Challenge 1: Pull out the stretch of the blog excerpt from "Day three of" through "over.  Yes, please.", copied word for word.
Challenge 2: In the blog excerpt, how many calories per day does the plan "Get Back on Track and Weigh 190 Soonish" allow?

Selected excerpt:

+ + + + +

So that’s where I am.  I’ve been quiet because who ever feels like airing this stuff out.  How was my weekend?  Crazy.  I was literally crazy.  It’s not what I picked but I certainly did facilitate it.  It’s not like there weren’t bright spots or I wasn’t successful, though.  Yesterday I weighed in at 194 on the Wii Fit again.  I’m making progress from my 199/200 weigh-in from one week ago to 194 this week, a nice 5-6 pound loss.  I weigh less than Bradley presently, which is pretty fun, but it came at a steep cost to me.  

I still don’t have a plan for this week, which makes me a little nervous, but I’m just letting it flow this week.  Last week I learned that I can’t always power through with determination. I have a lot to get done at work this week in preparation for jury duty next week and I don’t think an added layer or workout and diet stress is what I need on top.  So, for today, at least, I’m going to allow a 5th day without a focused workout.  Tomorrow might be the same, but I’m not going to allow myself to worry about it for now.  I just need to make sure my head game is solid, again, before I throw myself back into the the fray.  My bullheaded determination isn’t the answer to everything.

*fat stores hormones and I’ve found that when I lose some weight, PMS is significantly worse as the stored hormones get processed.  Awful.

Pumped

  
Day three of plan ‘Get Back on Track and Weigh 190 Soonish’ is well underway and going well.  With my 1524 calories per day plan, I’m finding that it’s a little hard for me to keep my calories in check without working out every day.  I’m getting that kind of paranoia about working out.  Like, I feel like if I miss a workout I’m just putting myself one day behind.  In general, I try not to get too obsessive about the exercise since at the beginning of my health project I would panic and flip out if I didn’t get a workout in, but right now I’m allowing it.  In the month of December, when I’m usually too busy and too hungry for treats to use self control, I’ll let an obsessive health-food and exercise kick take over.  Yes, please.

Soul Hooping from The Hoods on Vimeo.

I ordered a custom hula hoop after watching a friend of mine hoop her way around the world.  Seriously.  Watch her in the video and tell me you don’t want to do that.  Tomorrow, said friend, Jamie, is having a hooping party in her classroom after school and I get to play, too!  That will be tomorrow’s workout, and on Friday my kids are in a choir concert for a Christmas tree lighting, so I suppose it is actually VERY good that I had a week full of workouts!  
Cheers to you!  I hope you’re staying healthy, too!  Smile if you made some good choices today!  🙂

Success!

 

I know it’s really a bit too early to be calling this week a success – I mean it’s only Tuesday, but it’s working!  Yesterday I was all upset about that 199 number.  Like, I knew it was going to be temporary and water and salt and everything, but I also just hated that it was coexisting with me.  I fight so hard to get those pounds gone that any emergence of their existence again drives me up a wall!  Obviously.  I mean, 3-4 pounds up and I’m throwing my hands in the air with worry, tracking my food and making sure I’m working out…  But I suppose it works.  Today I weighed in at 195 again.  That felt pretty darn good.  I always say that if it goes on fast that it can come off fast, too.  This time, I won.   Mwa ha ha!

+ + + + +

Excerpted records:
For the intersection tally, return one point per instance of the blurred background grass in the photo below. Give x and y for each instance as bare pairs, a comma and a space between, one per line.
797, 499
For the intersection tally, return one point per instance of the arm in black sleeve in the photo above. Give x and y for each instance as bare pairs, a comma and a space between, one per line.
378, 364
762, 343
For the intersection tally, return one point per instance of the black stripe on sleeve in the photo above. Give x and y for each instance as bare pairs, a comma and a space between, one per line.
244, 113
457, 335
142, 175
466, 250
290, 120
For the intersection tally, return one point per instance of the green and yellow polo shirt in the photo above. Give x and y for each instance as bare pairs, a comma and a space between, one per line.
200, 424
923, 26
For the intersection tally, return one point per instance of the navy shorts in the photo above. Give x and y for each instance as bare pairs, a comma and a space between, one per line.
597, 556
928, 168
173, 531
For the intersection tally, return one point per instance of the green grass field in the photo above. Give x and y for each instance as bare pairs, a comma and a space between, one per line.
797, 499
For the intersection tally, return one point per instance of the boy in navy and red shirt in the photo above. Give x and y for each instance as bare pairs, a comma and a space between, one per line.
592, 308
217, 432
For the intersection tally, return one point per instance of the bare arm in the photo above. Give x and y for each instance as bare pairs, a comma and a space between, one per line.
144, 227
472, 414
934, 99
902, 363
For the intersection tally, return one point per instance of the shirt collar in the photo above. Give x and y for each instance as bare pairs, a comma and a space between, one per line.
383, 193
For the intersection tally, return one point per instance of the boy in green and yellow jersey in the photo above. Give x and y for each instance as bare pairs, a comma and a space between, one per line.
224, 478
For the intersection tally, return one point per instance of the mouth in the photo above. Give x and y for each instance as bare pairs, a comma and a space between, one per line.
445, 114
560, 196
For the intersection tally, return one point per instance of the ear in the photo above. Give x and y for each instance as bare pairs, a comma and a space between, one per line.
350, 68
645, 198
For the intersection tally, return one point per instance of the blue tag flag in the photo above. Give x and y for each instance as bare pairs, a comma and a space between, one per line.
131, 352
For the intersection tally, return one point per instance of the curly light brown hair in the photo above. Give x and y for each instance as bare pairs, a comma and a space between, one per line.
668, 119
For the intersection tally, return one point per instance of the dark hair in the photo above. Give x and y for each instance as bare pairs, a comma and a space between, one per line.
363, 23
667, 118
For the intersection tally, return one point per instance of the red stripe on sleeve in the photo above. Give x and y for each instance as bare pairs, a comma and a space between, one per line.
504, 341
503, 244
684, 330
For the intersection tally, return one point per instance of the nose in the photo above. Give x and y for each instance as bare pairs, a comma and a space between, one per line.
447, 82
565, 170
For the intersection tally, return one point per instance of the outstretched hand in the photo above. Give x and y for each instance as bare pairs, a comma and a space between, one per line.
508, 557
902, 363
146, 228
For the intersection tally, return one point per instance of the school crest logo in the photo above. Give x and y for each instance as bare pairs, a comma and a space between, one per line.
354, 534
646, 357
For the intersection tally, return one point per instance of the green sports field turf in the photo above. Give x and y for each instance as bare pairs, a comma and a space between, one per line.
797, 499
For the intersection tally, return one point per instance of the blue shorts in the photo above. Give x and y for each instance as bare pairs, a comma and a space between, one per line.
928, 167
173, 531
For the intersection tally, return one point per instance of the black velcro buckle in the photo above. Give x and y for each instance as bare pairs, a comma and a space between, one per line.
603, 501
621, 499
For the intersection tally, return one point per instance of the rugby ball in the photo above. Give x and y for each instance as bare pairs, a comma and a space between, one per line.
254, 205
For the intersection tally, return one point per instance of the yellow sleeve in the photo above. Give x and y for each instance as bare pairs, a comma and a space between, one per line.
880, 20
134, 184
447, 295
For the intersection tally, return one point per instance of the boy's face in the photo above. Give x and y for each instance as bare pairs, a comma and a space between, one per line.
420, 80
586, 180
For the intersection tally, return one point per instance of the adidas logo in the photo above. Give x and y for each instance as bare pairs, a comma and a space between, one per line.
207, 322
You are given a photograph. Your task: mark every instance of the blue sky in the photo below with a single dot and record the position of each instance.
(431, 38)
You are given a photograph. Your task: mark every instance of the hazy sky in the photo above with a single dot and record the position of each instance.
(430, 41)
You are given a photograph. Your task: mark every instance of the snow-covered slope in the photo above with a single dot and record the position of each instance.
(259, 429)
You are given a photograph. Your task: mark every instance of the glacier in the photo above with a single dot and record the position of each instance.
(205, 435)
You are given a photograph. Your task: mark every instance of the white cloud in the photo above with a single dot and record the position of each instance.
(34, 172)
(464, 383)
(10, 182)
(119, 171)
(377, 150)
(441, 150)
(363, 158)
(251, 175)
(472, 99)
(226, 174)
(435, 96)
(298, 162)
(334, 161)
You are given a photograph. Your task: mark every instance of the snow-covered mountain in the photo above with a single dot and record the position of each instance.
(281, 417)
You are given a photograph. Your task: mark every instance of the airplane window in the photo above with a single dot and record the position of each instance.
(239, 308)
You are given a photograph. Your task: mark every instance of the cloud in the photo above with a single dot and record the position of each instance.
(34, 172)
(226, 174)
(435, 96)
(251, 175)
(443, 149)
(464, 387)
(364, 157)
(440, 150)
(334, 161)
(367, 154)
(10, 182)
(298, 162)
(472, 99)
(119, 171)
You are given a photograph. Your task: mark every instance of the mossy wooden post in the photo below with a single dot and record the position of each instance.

+ + + + +

Task output 1:
Day three of plan ‘Get Back on Track and Weigh 190 Soonish’ is well underway and going well.  With my 1524 calories per day plan, I’m finding that it’s a little hard for me to keep my calories in check without working out every day.  I’m getting that kind of paranoia about working out.  Like, I feel like if I miss a workout I’m just putting myself one day behind.  In general, I try not to get too obsessive about the exercise since at the beginning of my health project I would panic and flip out if I didn’t get a workout in, but right now I’m allowing it.  In the month of December, when I’m usually too busy and too hungry for treats to use self control, I’ll let an obsessive health-food and exercise kick take over.  Yes, please.

Task output 2: 1524 calories per day.